What needs to be done ▸
Present every line of the items below as a numbered list, omitting any blank lines.

Listing ▸
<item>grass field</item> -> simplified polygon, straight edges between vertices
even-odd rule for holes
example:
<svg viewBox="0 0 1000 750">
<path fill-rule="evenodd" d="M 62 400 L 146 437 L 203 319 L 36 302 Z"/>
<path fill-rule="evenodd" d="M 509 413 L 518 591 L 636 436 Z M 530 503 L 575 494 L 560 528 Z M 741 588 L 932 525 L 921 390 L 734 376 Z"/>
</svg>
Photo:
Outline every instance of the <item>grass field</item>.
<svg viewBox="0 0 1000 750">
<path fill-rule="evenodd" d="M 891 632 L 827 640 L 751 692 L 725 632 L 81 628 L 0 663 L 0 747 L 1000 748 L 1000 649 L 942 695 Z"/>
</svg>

Written solution ▸
1. <item>grass field</item> -> simplified polygon, straight edges between vertices
2. even-odd rule for holes
3. example:
4. <svg viewBox="0 0 1000 750">
5. <path fill-rule="evenodd" d="M 62 400 L 146 437 L 203 319 L 36 302 Z"/>
6. <path fill-rule="evenodd" d="M 509 413 L 518 591 L 636 436 Z M 530 503 L 575 494 L 560 528 Z M 741 588 L 932 525 L 921 390 L 734 376 Z"/>
7. </svg>
8. Photo:
9. Outline every instance of the <item>grass field</item>.
10. <svg viewBox="0 0 1000 750">
11. <path fill-rule="evenodd" d="M 891 632 L 827 640 L 751 692 L 725 632 L 81 628 L 0 663 L 0 747 L 1000 748 L 1000 649 L 942 695 Z"/>
12. </svg>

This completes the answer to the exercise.